##### DATA SHOWN #####

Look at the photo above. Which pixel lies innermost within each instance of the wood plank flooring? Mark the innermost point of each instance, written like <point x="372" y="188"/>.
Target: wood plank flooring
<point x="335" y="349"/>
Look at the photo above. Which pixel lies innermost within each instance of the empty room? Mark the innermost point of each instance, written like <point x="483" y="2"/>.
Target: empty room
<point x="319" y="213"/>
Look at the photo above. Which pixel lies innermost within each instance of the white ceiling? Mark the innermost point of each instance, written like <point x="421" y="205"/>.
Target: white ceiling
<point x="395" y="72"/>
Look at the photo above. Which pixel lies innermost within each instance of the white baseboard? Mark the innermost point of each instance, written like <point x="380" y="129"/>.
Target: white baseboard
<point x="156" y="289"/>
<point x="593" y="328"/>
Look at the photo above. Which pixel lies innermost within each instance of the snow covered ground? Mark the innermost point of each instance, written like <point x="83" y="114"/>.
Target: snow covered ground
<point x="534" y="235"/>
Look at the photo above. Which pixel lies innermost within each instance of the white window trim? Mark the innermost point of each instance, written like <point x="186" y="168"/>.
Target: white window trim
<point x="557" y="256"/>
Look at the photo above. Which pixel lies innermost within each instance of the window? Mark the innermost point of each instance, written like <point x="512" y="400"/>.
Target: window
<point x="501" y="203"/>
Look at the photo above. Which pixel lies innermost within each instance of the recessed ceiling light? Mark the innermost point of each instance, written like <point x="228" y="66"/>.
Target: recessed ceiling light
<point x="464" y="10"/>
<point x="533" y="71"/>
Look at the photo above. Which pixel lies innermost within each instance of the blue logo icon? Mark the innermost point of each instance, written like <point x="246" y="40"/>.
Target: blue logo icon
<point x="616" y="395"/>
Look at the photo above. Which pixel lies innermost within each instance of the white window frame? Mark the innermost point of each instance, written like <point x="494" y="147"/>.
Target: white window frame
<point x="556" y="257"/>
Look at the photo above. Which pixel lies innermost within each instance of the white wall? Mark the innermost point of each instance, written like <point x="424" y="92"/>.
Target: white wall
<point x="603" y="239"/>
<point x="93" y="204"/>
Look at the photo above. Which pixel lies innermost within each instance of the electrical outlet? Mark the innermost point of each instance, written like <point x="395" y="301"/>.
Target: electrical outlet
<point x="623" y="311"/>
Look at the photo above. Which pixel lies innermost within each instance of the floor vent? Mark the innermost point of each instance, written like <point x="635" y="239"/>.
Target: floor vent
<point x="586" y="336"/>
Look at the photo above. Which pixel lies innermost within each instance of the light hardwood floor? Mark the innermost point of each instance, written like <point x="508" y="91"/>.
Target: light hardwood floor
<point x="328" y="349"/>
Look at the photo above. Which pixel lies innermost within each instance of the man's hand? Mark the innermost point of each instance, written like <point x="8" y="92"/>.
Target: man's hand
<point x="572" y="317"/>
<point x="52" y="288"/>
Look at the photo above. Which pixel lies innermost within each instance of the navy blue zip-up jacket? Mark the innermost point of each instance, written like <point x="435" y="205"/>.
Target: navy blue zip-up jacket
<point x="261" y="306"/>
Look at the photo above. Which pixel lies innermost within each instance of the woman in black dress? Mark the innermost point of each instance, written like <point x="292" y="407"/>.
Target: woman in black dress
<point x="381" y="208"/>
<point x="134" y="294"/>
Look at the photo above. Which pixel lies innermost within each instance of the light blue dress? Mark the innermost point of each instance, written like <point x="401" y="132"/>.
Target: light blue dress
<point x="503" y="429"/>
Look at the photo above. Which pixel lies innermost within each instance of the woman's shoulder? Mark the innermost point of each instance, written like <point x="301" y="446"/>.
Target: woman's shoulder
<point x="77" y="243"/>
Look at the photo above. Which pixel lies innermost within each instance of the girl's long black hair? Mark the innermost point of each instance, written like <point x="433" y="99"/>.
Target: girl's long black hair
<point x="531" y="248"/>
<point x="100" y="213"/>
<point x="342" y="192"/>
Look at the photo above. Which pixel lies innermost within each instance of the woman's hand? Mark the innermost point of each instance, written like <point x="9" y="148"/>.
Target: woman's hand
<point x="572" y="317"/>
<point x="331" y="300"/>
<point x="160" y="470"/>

#####

**GOAL**
From the listing above, reproduce all the lines exactly.

**ANSWER TO THE PROBLEM**
Look at the photo above. Which pixel lies innermost within each instance of the wood plank flooring? Mark the innermost point of each instance, written like <point x="372" y="188"/>.
Target: wood plank flooring
<point x="335" y="349"/>
Look at the photo above. Which pixel lies innermost within each instance of the empty room? Mark the innermost point of each instance, written like <point x="483" y="2"/>.
Target: empty room
<point x="319" y="213"/>
Look at the photo above. Which pixel lies innermost within each instance of the white ceiling? Mark the innermost point of each instance, written like <point x="421" y="205"/>.
Target: white ceiling
<point x="395" y="72"/>
Look at the photo above. Which pixel lies innermost within each instance of the white baseboard? Mark the innermost point of each instance, written like <point x="380" y="129"/>.
Target: white baseboard
<point x="156" y="289"/>
<point x="593" y="328"/>
Look at the photo above. Which pixel lies innermost within each instance of the snow covered ground? Mark the innermost point of each instance, written like <point x="83" y="114"/>.
Target: snow covered ground
<point x="534" y="235"/>
Look at the photo above. Which pixel lies innermost within each instance of the white window trim? Mark the innermost point of each instance, written like <point x="186" y="168"/>.
Target: white window trim
<point x="557" y="256"/>
Look at the photo above. Which pixel lies innermost within each instance of the window? Mark the innermost point of each instance, written like <point x="512" y="400"/>.
Target: window
<point x="501" y="203"/>
Look at the photo above. Which pixel lies innermost within each instance of the recessed ceiling light? Mark the innermost point of each instance, written like <point x="228" y="66"/>.
Target: recessed ceiling light
<point x="464" y="10"/>
<point x="533" y="71"/>
Look at the photo above. Which pixel lies innermost within each instance of the blue logo icon? Mark the innermost point of each instance, written like <point x="246" y="40"/>.
Target: blue logo icon
<point x="616" y="395"/>
Look at the photo above. Which pixel lies innermost within each instance of the white window frame? Mark the innermost point of each instance, written like <point x="494" y="147"/>.
Target: white window frame
<point x="556" y="257"/>
Look at the photo above. Which pixel lies innermost within each instance of the white wall? Mark the innermost point of each instance, written like <point x="424" y="92"/>.
Target: white wall
<point x="603" y="239"/>
<point x="93" y="204"/>
Look at the photo above. Which pixel lies innermost within each instance of the electrical outlet? Mark the innermost point of each instance, written like <point x="395" y="301"/>.
Target: electrical outlet
<point x="623" y="311"/>
Look at the photo above. Which pixel lies innermost within each instance of the floor vent? Mark the innermost point of each instance, written like <point x="635" y="239"/>.
Target: floor vent
<point x="586" y="336"/>
Look at the photo above. Which pixel lies innermost within each instance of the light hardwood floor? Mark the innermost point of each instance, written like <point x="508" y="91"/>.
Target: light hardwood floor
<point x="328" y="349"/>
Look at the photo above. Which pixel lies innermost within each instance of the man's hand? Mark the innermost point of each instance, written like <point x="8" y="92"/>.
Target: man's hand
<point x="572" y="317"/>
<point x="52" y="288"/>
Look at the photo above. Which pixel lies innermost within each instance of the navy blue zip-up jacket? Mark the innermost point of each instance, written like <point x="435" y="205"/>.
Target: navy blue zip-up jacket
<point x="261" y="306"/>
Look at the photo above. Which pixel lies innermost within each instance of the woman in black dress? Mark the innermost point of each instance, written like <point x="292" y="407"/>.
Target: woman in black dress
<point x="381" y="208"/>
<point x="134" y="294"/>
Look at the photo above. Which pixel lies innermost within each instance of the light blue dress? Mark the innermost point of each instance, written like <point x="401" y="132"/>.
Target: light blue dress
<point x="503" y="429"/>
Look at the photo above. Which pixel lies innermost within each instance of the woman's shoulder? Mark the innermost point of each instance, written like <point x="301" y="446"/>.
Target: woman's shoulder
<point x="77" y="243"/>
Look at the photo above. Which pixel lies innermost within each instance of the girl's long black hair? Mark the innermost point of each instance, written like <point x="433" y="99"/>.
Target: girl's long black hair
<point x="531" y="248"/>
<point x="100" y="213"/>
<point x="342" y="192"/>
Look at the photo above. Which pixel lies innermost within each instance of the woman's hand? Mark the innermost point of each instance, written like <point x="9" y="148"/>.
Target: woman's hand
<point x="572" y="317"/>
<point x="331" y="300"/>
<point x="160" y="470"/>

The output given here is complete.